=== TEKS BACAAN ===
Opini

Belajar dari Kampung Sawah, Harmoni pada Masyarakat Heterogen

Sel, 1 Maret 2022 | 10:45 WIB

Belajar dari Kampung Sawah, Harmoni pada Masyarakat Heterogen

Masjid Agung Al Jauhar Yasfi. (Foto: Twitter/jasa_pengantin)

Kerukunan umat beragama adalah salah satu pilar penting bagi terwujudnya kerukunan, ketahanan, dan kesatuan nasional. Sebab itu maka perlu strategi khusus untuk mewujudkan dan meningkatkan kerukunan beragama seiring dengan keberagaman Indonesia. Hal ini bisa dilakukan dengan memotret keberagaman yang ada dalam berbagai daerah yang di dalamnya bisa menjadi teladan kerukunan antarsesama bangsa meski berbeda agama, suku, ras, dan budaya.

 

Usaha memotret wilayah kampung damai ini sepatutnya dilakukan agar menjadi teladan terciptanya reharmonisasi dan antisipasi disharmonisasi kehidupan sosial keagamaan. Sebab, seringkali masyarakat masih meraba-raba bagaimana ajaran-ajaran yang menjadi landasan sikap dan perilaku masyarakat secara umum dalam berinteraksi dan berhubungan dengan orang lain yang memiliki keyakinan yang berbeda. Apalagi dengan kehidupan bangsa Indonesia yang multikultural.

 

Jika ditilik dari segi positif, realitas Indonesia sebagai negara multikultural ini jelas menjadi potensi dan modal sosial serta kekayaan bangsa jika dengan telaten dirawat dan dijaga dengan baik. Namun, di sisi lain, hal ini bisa saja menjadi ancaman yang dapat merusak kesatuan bangsa jika mindset masyarakatnya terkooptasi oleh prasangka buruk, kecurigaan, kebencian terhadap kelompok masyarakat yang berbeda yang berakibat pada renggangnya ikatan sosial bahkan bisa mengarah pada konflik primodialistik.

 

Meski demikian, potret-potret keharmonisan masyarakat dalam keragaman keberagamaan banyak terlihat dan bisa dijadikan teladan bagi wilayah-wilayah rawan konflik. Dalam buku penelitian ilmiah berjudul "Toleransi Antar-kelompok Umat Beragama pada Masyarakat Heterogen" (2018) terbitan Kemenag RI tampak jelas bahwa Indonesia memiliki wilayah unik dengan teladan toleransi yang patut diapresiasi.

[Cuplikan dataset penunjukan objek]
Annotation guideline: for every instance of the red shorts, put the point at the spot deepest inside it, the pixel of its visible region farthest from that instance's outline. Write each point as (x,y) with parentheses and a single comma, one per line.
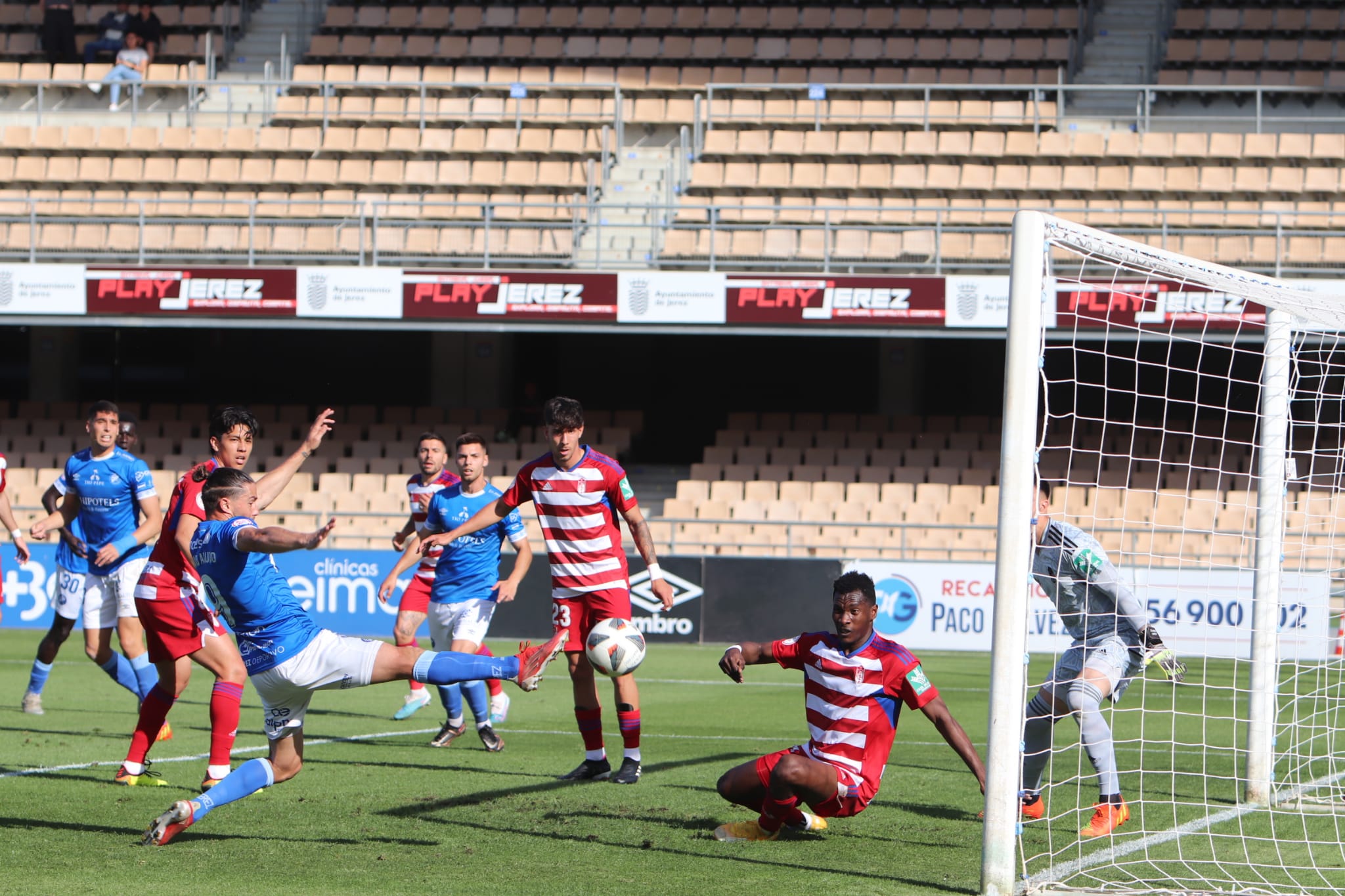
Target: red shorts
(175,625)
(416,597)
(581,614)
(852,797)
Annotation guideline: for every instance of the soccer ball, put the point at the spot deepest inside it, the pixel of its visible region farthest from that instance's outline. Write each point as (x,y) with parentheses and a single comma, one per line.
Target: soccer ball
(615,648)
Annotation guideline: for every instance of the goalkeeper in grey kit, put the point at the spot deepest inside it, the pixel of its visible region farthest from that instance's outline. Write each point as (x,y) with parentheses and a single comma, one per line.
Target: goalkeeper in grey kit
(1113,644)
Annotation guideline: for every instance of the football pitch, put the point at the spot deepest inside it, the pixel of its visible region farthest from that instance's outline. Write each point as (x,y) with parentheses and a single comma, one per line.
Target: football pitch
(378,811)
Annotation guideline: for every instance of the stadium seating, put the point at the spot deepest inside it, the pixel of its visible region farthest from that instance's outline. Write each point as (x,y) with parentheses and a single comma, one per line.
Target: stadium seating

=== TUGAS ANDA ===
(1) Ringkaslah teks tentang kerukunan umat beragama dalam dua kalimat.
(2) Tuliskan kembali dengan tepat bagian teks tentang kerukunan umat beragama mulai dari "Kerukunan umat beragama" sampai dengan "Indonesia yang multikultural.".
(3) Tentukan apakah setiap pernyataan berikut sesuai dengan teks tentang kerukunan umat beragama, lalu jawab ya atau tidak disertai kutipan kata-kata teks yang menentukan. (a) Buku penelitian yang disebut dalam teks diterbitkan oleh Kemenag RI pada tahun 2018. (b) Keragaman Indonesia dinyatakan pasti menjadi ancaman bagi kesatuan bangsa. (c) Masyarakat digambarkan sudah sepenuhnya memahami cara berinteraksi dengan orang yang berbeda keyakinan.
Kerjakan semuanya hanya berdasarkan teks bacaan.

=== JAWABAN ===
(1) Kerukunan umat beragama adalah pilar penting bagi kesatuan nasional sehingga perlu strategi khusus, antara lain dengan memotret daerah yang dapat menjadi teladan kerukunan meski masyarakatnya berbeda agama, suku, ras, dan budaya. Keragaman Indonesia dapat menjadi modal sosial jika dirawat tetapi bisa mengancam kesatuan bangsa jika dikuasai prasangka dan kebencian, meski potret keharmonisan banyak terlihat, seperti tampak dalam buku penelitian terbitan Kemenag RI tahun 2018.

(2)
Kerukunan umat beragama adalah salah satu pilar penting bagi terwujudnya kerukunan, ketahanan, dan kesatuan nasional. Sebab itu maka perlu strategi khusus untuk mewujudkan dan meningkatkan kerukunan beragama seiring dengan keberagaman Indonesia. Hal ini bisa dilakukan dengan memotret keberagaman yang ada dalam berbagai daerah yang di dalamnya bisa menjadi teladan kerukunan antarsesama bangsa meski berbeda agama, suku, ras, dan budaya.

 

Usaha memotret wilayah kampung damai ini sepatutnya dilakukan agar menjadi teladan terciptanya reharmonisasi dan antisipasi disharmonisasi kehidupan sosial keagamaan. Sebab, seringkali masyarakat masih meraba-raba bagaimana ajaran-ajaran yang menjadi landasan sikap dan perilaku masyarakat secara umum dalam berinteraksi dan berhubungan dengan orang lain yang memiliki keyakinan yang berbeda. Apalagi dengan kehidupan bangsa Indonesia yang multikultural.

(3)
(a) Ya: "(2018) terbitan Kemenag RI".
(b) Tidak: "hal ini bisa saja menjadi ancaman yang dapat merusak kesatuan bangsa jika mindset masyarakatnya terkooptasi oleh prasangka buruk".
(c) Tidak: "seringkali masyarakat masih meraba-raba".